**Page**
More traders than ever are using candlestick charts due to the extra trading edge they can get with this form of charting. Because of the way candlestick charts are viewed, they can give warnings of market reversals, far more visually than traditional bar charts. The way the candlestick chart is drawn not only gives the direction of price, but also the momentum behind the move. Candlestick charting giving greater insight into human psychology. They bring human emotion to life right before your eyes and that’s a good advantage to have, to initiate new positions or as a warning to cut and run! Using Candlesticks in YOUR Trading Can Help You Identify These High Probability Opportunities!

Candle patterns, for all intents and purposes, are merely reactions of traders at a particular time in the marketplace. The fact that human beings often react en masse to situations allows candlestick chart analysis to work. Candles also combine well with other tools of technical analysis such as support and resistance, moving average, and indicators such, stochastics, RSI, ADX and MACD to name but a few.

There are many candlestick patterns but only a few are actually worth knowing. Here are 10 candlestick patterns worth looking for. Remember that these patterns are only useful when you understand what is happening in each pattern.

1. Continuation Candlestick Patterns – lead to a continuation of the existing trend. They can be among the most powerful of all technical patterns because they usually lead to spectacular and very low risk trading opportunities.

Rising Three Method – The Rising Method consists of two strong bullish candles bracketing 3 or 4 small declining black candlesticks. The final white line forms a new closing high. The pattern is definitely bullish. The bull signal is given after the second bullsih candle closes above the first.
Falling Three Method – The bearish Falling Method consists of two long bearish candles bracketing 3 or 4 small ascending white candlesticks, the second black line forming a new closing low. The bearish is given after the second bearish candle closes below the first
Flag/Pennants – are short-term continuation patterns that mark a small consolidation before the previous move resumes. These patterns are usually preceded by a sharp advance or decline with heavy volume, and mark a mid-point of the move.
Rectangles – is a continuation pattern that forms as a trading range during a pause in the trend. The pattern is easily identifiable by two comparable highs and two comparable lows. The highs and lows can be connected to form two parallel lines that make up the top and bottom of a rectangle. Rectangles are sometimes referred to as trading ranges, consolidation zones or congestion areas

2. Kickers – A “kicker” is sometimes referred to as the most powerful candlestick pattern of all.

Morning Star – The Morning Star pattern signals a bullish reversal after a down-trend. The first candlestick has a long black body. The second candlestick gaps down from the first (the bodies display a gap, but the shadows may still overlap) and is more bullish if hollow. The next candlestick has a long white body which closes in the top half of the body of the first candlestick.
Evening Star – The Evening Star pattern is opposite to Morning Star and is a reversal signal at the end of an up-trend. The pattern is more bearish if the second candlestick is filled rather than hollow.

3. Reversal Chart Patterns – Although the fundamental and technical factors that lead to reversals may be varied, every stock price reversal is ultimately the result of one of two themes: distribution or accumulation.

**Task requirements**
**a)** Please mark each statement yes or no according to the candlestick article, quoting the words that decide it: (i) the Rising Three Method has two strong bullish candles on either side of 3 or 4 small declining black candlesticks; (ii) the Evening Star is more bearish when its second candlestick is hollow; (iii) flags and pennants usually follow a sharp advance or decline on light volume.
**b)** Write the next part of the candlestick article, starting after its final sentence.
The rows that come next have no connection to the candlestick article.

**Recorded data**
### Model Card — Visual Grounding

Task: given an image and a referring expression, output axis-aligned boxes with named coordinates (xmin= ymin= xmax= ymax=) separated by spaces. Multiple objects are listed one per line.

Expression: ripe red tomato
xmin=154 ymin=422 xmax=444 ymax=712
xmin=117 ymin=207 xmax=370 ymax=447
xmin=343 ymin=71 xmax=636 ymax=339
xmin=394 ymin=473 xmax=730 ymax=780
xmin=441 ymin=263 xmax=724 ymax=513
...
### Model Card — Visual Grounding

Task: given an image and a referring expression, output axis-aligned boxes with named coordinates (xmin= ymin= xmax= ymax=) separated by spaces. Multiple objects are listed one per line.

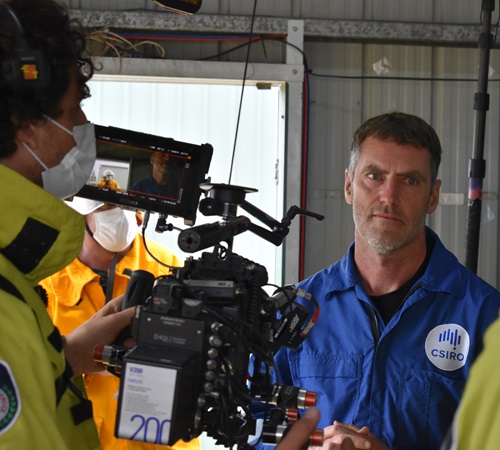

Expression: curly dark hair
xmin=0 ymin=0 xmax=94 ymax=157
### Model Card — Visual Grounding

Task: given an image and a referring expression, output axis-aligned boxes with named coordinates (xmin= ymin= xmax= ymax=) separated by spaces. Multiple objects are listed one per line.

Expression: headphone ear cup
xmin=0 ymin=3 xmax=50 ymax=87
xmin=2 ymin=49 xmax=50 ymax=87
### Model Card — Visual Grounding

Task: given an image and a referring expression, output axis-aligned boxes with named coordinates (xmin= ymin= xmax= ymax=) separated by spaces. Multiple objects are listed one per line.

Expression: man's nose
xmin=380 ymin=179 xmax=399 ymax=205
---
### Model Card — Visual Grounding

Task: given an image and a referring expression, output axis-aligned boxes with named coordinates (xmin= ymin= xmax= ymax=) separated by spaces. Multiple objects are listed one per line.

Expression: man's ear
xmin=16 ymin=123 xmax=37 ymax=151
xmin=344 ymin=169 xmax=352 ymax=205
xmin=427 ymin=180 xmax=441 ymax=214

**The answers**
**a)**
(i) Yes: "The Rising Method consists of two strong bullish candles bracketing 3 or 4 small declining black candlesticks."
(ii) No: "The pattern is more bearish if the second candlestick is filled rather than hollow."
(iii) No: "These patterns are usually preceded by a sharp advance or decline with heavy volume."

**b)**
Head and Shoulders Pattern – A Head and Shoulders reversal pattern forms after an uptrend, and its completion marks a trend reversal. The pattern contains three successive peaks with the middle peak (head) being the highest and the two outside peaks (shoulders) being low and roughly equal. The reaction lows of each peak can be connected to form support, or a neckline
Inverted Head and Shoulders Pattern – forms after a downtrend, and its completion marks a change in trend. The pattern contains three successive troughs with the middle trough (head) being the deepest and the two outside troughs (shoulders) being shallower. Ideally, the two shoulders would be equal in height and width. The reaction highs in the middle of the pattern can be connected to form resistance, or a neckline.
Double Tops – The double top is a major reversal pattern that forms after an extended uptrend. As its name implies, the pattern is made up of two consecutive peaks that are roughly equal, with a moderate trough in-between.
Double Bottoms – The double bottom is a major reversal pattern that forms after an extended downtrend. As its name implies, the pattern is made up of two consecutive troughs that are roughly equal, with a moderate peak in-between.

4. Wedge & Triangle Patterns

Rising Wedge – The rising wedge is a bearish pattern that begins wide at the bottom and contracts as prices move higher and the trading range narrows. In contrast to symmetrical triangles, which have no definitive slope and no bullish or bearish bias, rising wedges definitely slope up and have a bearish bias.
Falling Wedge – The falling wedge is a bullish pattern that begins wide at the top and contracts as prices move lower. This price action forms a cone that slopes down as the reaction highs and reaction lows converge. In contrast to symmetrical triangles, which have no definitive slope and no bias, falling wedges definitely slope down and have a bullish bias. However, this bullish bias cannot be realized until a resistance breakout.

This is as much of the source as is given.